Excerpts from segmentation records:

^^^^^^^^^^^^^^^^

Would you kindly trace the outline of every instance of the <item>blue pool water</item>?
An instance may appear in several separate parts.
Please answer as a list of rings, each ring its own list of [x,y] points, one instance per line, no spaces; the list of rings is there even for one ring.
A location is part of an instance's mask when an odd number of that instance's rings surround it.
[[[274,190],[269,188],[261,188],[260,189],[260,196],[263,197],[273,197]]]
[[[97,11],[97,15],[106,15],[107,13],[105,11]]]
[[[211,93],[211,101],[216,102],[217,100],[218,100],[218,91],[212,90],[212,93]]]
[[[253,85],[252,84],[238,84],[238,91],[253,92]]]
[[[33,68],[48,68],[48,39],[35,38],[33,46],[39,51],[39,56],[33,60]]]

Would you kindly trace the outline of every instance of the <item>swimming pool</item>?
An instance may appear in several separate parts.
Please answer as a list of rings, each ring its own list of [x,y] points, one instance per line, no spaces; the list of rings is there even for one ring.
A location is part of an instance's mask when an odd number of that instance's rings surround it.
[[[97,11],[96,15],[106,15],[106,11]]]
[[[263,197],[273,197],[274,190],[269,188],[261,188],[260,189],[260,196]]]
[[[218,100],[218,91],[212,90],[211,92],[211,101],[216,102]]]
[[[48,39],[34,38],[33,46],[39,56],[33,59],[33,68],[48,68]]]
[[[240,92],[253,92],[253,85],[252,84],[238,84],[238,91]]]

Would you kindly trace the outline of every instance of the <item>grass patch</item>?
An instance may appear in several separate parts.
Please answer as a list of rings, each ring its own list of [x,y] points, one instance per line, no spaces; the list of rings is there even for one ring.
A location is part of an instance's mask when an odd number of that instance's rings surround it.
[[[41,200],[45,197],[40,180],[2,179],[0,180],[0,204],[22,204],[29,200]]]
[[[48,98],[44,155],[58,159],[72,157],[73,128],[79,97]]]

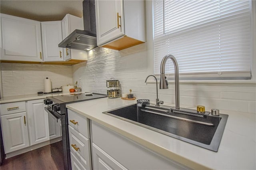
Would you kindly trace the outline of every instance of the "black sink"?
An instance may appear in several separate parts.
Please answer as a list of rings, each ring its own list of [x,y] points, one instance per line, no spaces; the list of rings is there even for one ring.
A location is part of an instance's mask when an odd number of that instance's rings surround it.
[[[192,144],[217,152],[228,115],[218,116],[172,112],[170,107],[134,104],[103,112]]]

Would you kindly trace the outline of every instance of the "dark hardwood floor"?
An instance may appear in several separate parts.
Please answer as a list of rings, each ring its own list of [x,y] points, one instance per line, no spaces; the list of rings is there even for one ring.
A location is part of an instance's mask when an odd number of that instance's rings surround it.
[[[57,170],[51,156],[50,145],[15,156],[4,161],[1,170]],[[61,168],[60,169],[64,168]]]

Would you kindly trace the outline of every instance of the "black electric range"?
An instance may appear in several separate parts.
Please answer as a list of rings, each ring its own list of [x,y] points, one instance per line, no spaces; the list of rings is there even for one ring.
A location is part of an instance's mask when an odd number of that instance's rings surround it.
[[[71,169],[68,121],[66,105],[106,97],[106,95],[94,93],[86,95],[82,93],[47,97],[44,100],[44,104],[47,105],[44,109],[48,114],[53,116],[52,117],[54,118],[56,122],[61,121],[59,122],[61,125],[62,140],[56,142],[56,140],[50,139],[51,154],[59,169]]]

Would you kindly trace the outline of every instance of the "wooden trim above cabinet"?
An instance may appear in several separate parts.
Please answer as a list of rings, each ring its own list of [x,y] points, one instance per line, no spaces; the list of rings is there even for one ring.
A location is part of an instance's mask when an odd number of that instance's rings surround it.
[[[50,62],[35,62],[35,61],[8,61],[0,60],[1,63],[23,63],[25,64],[46,64],[52,65],[72,65],[75,64],[87,61],[87,60],[81,60],[80,59],[71,59],[68,61],[50,61]]]
[[[124,36],[121,38],[102,45],[102,47],[116,50],[121,50],[144,42]]]

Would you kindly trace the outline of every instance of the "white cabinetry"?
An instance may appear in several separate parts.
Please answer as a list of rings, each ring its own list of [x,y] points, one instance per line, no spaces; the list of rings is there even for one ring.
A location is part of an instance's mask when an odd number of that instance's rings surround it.
[[[72,169],[92,169],[89,119],[68,109]]]
[[[66,38],[76,29],[84,30],[82,18],[67,14],[61,21],[63,39]],[[87,60],[87,52],[85,51],[78,50],[63,48],[64,60],[71,59],[82,60]]]
[[[121,50],[144,42],[143,0],[95,1],[98,46]]]
[[[1,123],[6,153],[30,146],[25,102],[1,105]],[[20,111],[22,111],[20,112]]]
[[[127,169],[94,143],[92,143],[92,157],[95,169]]]
[[[95,169],[189,169],[92,121]]]
[[[1,14],[1,60],[42,61],[40,22]]]
[[[44,61],[63,61],[63,49],[58,45],[62,39],[61,22],[41,22],[41,26]]]
[[[31,145],[49,139],[48,114],[44,106],[44,99],[28,101],[27,113]]]

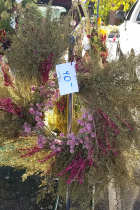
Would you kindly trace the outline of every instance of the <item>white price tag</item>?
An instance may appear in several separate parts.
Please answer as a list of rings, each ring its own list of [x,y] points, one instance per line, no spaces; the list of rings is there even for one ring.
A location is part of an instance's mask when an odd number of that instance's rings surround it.
[[[20,4],[20,2],[22,2],[23,0],[16,0],[16,2],[18,3],[18,4]]]
[[[75,63],[63,63],[56,65],[60,95],[79,92]]]

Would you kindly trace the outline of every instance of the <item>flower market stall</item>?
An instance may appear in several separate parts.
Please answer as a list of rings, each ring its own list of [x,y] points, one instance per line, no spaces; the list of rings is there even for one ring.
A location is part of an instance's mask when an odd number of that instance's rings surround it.
[[[71,46],[68,38],[71,11],[58,21],[48,7],[41,20],[32,9],[20,17],[3,51],[6,59],[1,56],[1,165],[26,168],[23,180],[39,174],[46,193],[54,191],[58,178],[60,196],[70,185],[71,203],[90,209],[93,186],[97,202],[112,180],[122,191],[137,182],[140,57],[131,53],[108,63],[105,32],[88,17],[89,49],[82,56],[82,41]],[[66,61],[69,48],[74,50]],[[70,93],[73,117],[67,132]],[[38,199],[43,196],[40,191]]]

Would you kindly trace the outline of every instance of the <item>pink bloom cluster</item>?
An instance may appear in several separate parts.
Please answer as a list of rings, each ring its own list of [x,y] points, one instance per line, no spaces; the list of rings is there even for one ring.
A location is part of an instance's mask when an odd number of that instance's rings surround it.
[[[14,115],[19,115],[20,117],[22,117],[22,114],[20,111],[21,107],[20,106],[15,107],[14,104],[12,103],[11,98],[0,98],[0,109],[3,109]]]
[[[40,135],[38,136],[37,145],[38,145],[40,148],[43,148],[45,143],[46,143],[46,138],[45,138],[42,134],[40,134]]]
[[[30,104],[30,109],[29,109],[29,113],[31,115],[33,115],[34,120],[36,122],[36,126],[31,127],[30,124],[28,124],[27,122],[24,123],[24,132],[27,133],[28,135],[31,135],[31,132],[33,131],[34,133],[39,134],[38,136],[38,141],[37,141],[37,145],[40,148],[44,147],[44,144],[46,143],[46,139],[45,137],[40,134],[41,129],[43,129],[45,123],[43,121],[43,112],[44,111],[48,111],[49,108],[53,107],[53,100],[49,99],[47,102],[44,103],[36,103],[36,105],[34,104]]]
[[[63,112],[67,106],[67,99],[65,97],[62,97],[62,100],[61,101],[58,101],[55,103],[57,108]]]
[[[54,152],[61,152],[61,146],[63,145],[63,141],[55,139],[53,142],[49,143],[49,145]]]
[[[88,133],[92,138],[96,136],[94,132],[94,123],[93,123],[93,115],[89,112],[85,112],[82,115],[83,120],[78,120],[77,122],[83,127],[80,130],[80,133]]]

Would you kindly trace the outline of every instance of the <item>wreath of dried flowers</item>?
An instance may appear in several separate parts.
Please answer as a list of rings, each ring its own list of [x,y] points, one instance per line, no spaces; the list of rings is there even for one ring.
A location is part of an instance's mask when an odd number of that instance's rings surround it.
[[[120,189],[136,181],[133,171],[140,155],[136,69],[140,57],[131,53],[103,67],[92,49],[88,59],[74,56],[80,88],[77,96],[82,100],[79,130],[56,136],[47,127],[45,112],[52,110],[60,97],[55,65],[62,62],[69,47],[71,28],[69,16],[58,23],[52,20],[51,9],[47,11],[41,23],[33,13],[22,19],[24,28],[17,31],[6,53],[14,79],[1,59],[2,164],[27,168],[24,179],[40,173],[45,177],[42,186],[51,190],[52,177],[59,177],[62,196],[71,183],[72,199],[87,208],[93,185],[97,201],[111,181]],[[133,158],[129,156],[132,152],[136,154]]]

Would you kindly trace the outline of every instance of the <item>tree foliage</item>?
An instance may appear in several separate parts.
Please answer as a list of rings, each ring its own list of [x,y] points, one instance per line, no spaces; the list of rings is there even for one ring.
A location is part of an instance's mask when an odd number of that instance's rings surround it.
[[[95,14],[97,11],[98,0],[87,0],[86,5],[90,2],[95,2]],[[99,0],[99,16],[102,18],[106,24],[109,20],[110,10],[118,10],[121,5],[123,5],[123,10],[127,12],[135,0]]]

^^^^^^^^^^^^^^^^

§ **AIM OF THE TASK**:
Rename "trace the outline" to "mark the boundary" in the lines from the first one through the line containing "[[[48,98],[44,155],[58,159],[72,157],[73,128],[79,97]]]", and give those lines again with nothing else altered.

§ **SOLUTION TO THIS EXERCISE**:
Would you kindly mark the boundary of every instance of the <item>blue pool water</item>?
An instance may appear in several separate parts.
Please answer as a list of rings, each ring its own list of [x,y] points, one instance per line, no spaces; the list of rings is there even for one ring.
A location is part of an instance's mask when an odd number of that instance's rings surround it.
[[[274,190],[269,188],[261,188],[260,189],[260,196],[263,197],[273,197]]]
[[[97,11],[97,15],[106,15],[107,13],[105,11]]]
[[[211,93],[211,101],[216,102],[217,100],[218,100],[218,91],[212,90],[212,93]]]
[[[253,85],[252,84],[238,84],[238,91],[253,92]]]
[[[33,68],[48,68],[48,39],[35,38],[33,46],[39,51],[39,56],[33,60]]]

Would you kindly mark the boundary of every instance of the <item>swimming pool</item>?
An instance may appear in several separate parts.
Please answer as a list of rings, each ring its own list of [x,y] points, one instance per line, no spaces; the list of rings is there even for one ring.
A location is part of an instance's mask when an odd number of that instance's rings surround it.
[[[97,11],[96,15],[106,15],[106,11]]]
[[[263,197],[273,197],[274,190],[269,188],[261,188],[260,189],[260,196]]]
[[[218,100],[218,91],[212,90],[211,92],[211,101],[216,102]]]
[[[48,39],[34,38],[33,46],[39,56],[33,59],[33,68],[48,68]]]
[[[240,92],[253,92],[253,85],[252,84],[238,84],[238,91]]]

Would you kindly mark the boundary of every instance of the <item>grass patch</item>?
An instance may appear in several separate parts.
Please answer as a list of rings, each ring its own list of [x,y] points, one instance per line, no spaces; the list of rings is there even for one ring.
A location is part of an instance's mask when an odd number of that instance's rings surround it.
[[[41,200],[45,197],[40,180],[2,179],[0,180],[0,204],[22,204],[29,200]]]
[[[48,98],[44,155],[58,159],[72,157],[73,128],[79,97]]]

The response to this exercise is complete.